▸ **DOCUMENT SECTION**:

%%

All-Ireland Senior Club Camogie Championship 1994

Winners
- Champions: Lisdowney (1st title)
- Manager: Catherine Dunne

Runners-up
- Runners-up: Glen Rovers

= All-Ireland Senior Club Camogie Championship 1994 =

Camogie championship

The 1994 All-Ireland Senior Club Camogie Championship for the leading clubs in the women's team field sport of camogie was won by Lisdowney, who defeated Glen Rovers in the final, played at Ballyragget, after one of the most spectacular comebacks in the history of Gaelic Games.

==Arrangements==
The championship was organised on the traditional provincial system used in Gaelic Games since the 1880s, with Dunloy and Pearses winning the championships of the other two provinces. Marina Downey scored 4–5 and Angela Downey 3–6 in Lisdowney's semi-final victory over Dunloy, while Sinéad McMullan (1–2) and Majella McMullan (1–1) scored for Dunloy. Glen Rovers goalkeeper Máiread O'Leary helped secure their place in the final, with a series of reflex saves against Pearses.

==The Final==
Angela Downey scored four goals for Lisdowney in her last club final appearance, helping Lisdowney back from an astonishing ten points down. Glen led by 1–10 to 0–6 at half time.

%%

▸ **DATA SHOWN**:
%%

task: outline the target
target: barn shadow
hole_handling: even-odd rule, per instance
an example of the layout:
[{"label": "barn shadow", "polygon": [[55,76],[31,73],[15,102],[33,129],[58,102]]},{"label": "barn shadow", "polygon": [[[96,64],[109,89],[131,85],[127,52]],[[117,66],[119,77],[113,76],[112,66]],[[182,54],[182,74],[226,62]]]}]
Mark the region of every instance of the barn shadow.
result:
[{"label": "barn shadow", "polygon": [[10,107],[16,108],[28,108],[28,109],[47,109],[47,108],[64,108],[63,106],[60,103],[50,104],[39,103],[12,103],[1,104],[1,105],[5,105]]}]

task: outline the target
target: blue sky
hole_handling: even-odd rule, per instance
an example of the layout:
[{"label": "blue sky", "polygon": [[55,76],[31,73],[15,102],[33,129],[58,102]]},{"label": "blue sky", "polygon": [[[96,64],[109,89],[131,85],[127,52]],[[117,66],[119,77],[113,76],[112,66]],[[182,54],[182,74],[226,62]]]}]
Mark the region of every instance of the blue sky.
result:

%%

▸ **WHAT IS NEEDED**: Rewrite the camogie championship text starting with "The 1994 All-Ireland" and going on through "of Gaelic Games.", updating it so that "remarkable" takes the place of "spectacular".

▸ **TASK RESULT**:
The 1994 All-Ireland Senior Club Camogie Championship for the leading clubs in the women's team field sport of camogie was won by Lisdowney, who defeated Glen Rovers in the final, played at Ballyragget, after one of the most remarkable comebacks in the history of Gaelic Games.